======== THE DATA ========
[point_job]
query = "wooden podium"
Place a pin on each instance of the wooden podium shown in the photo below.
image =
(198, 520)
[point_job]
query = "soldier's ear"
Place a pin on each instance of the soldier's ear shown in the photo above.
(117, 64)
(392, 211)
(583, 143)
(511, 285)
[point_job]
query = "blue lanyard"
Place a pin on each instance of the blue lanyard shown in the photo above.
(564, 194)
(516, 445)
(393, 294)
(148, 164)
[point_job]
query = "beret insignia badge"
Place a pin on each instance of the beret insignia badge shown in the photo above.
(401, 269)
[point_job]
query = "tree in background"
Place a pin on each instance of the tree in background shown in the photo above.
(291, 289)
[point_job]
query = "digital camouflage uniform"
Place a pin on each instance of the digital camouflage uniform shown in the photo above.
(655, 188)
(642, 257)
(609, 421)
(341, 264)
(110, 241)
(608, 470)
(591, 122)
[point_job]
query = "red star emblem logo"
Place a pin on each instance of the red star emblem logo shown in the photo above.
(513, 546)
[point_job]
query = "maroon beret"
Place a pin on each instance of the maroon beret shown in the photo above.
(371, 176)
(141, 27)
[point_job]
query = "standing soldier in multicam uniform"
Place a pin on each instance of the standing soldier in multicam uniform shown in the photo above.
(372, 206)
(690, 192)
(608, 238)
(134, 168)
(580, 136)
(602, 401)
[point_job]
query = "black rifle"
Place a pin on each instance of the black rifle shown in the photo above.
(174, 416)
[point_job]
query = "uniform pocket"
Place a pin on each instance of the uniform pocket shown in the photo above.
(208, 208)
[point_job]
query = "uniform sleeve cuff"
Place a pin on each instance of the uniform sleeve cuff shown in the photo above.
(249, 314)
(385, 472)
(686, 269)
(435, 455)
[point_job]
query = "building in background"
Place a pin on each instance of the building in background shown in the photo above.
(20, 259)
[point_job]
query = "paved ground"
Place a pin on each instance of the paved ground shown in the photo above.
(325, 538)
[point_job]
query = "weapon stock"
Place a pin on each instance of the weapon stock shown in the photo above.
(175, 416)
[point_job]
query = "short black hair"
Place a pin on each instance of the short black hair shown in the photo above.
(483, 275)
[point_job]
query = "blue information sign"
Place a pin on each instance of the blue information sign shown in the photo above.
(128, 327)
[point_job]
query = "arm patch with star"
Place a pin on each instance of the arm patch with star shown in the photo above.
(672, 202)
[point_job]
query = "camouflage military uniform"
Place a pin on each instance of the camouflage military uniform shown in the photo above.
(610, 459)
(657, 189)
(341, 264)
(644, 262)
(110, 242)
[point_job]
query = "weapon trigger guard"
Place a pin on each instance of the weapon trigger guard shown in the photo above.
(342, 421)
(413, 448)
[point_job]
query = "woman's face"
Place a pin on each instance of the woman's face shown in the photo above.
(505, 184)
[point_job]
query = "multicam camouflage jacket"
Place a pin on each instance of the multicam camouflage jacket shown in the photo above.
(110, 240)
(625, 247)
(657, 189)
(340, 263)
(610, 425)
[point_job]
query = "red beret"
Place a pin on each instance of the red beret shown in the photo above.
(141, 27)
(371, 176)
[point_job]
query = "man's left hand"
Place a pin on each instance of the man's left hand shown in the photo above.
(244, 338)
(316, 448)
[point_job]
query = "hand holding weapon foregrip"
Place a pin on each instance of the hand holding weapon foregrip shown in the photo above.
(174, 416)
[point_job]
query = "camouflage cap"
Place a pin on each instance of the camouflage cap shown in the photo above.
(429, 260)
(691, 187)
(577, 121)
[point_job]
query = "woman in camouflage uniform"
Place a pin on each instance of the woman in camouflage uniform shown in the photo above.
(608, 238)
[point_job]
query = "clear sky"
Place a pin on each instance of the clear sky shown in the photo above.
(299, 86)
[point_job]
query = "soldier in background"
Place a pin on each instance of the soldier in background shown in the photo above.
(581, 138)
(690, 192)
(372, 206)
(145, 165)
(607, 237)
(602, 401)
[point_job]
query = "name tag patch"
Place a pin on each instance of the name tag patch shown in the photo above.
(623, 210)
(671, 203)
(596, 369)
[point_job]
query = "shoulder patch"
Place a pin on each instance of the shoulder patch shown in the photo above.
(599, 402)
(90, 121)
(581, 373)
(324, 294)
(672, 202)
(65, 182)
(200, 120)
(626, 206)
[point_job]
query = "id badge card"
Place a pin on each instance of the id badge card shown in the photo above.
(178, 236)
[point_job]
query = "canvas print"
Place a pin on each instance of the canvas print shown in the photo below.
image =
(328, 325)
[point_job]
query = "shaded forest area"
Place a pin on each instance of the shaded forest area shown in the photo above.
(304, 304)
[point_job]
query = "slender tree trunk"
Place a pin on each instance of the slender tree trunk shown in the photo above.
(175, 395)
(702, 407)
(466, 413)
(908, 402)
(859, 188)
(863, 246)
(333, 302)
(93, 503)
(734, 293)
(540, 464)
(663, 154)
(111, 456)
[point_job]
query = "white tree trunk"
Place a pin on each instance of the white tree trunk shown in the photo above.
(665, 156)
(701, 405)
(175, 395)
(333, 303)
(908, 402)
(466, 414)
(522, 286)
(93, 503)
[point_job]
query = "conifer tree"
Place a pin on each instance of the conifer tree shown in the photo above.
========
▸ **WHAT YOU WILL DO**: For the string "below", search the preceding data and copy every line that includes it.

▸ **RESPONSE TO THE EXERCISE**:
Place a pin on each instance of the wooden podium shown in the photo below.
Place a pin on each instance of the canvas print shown in the photo below.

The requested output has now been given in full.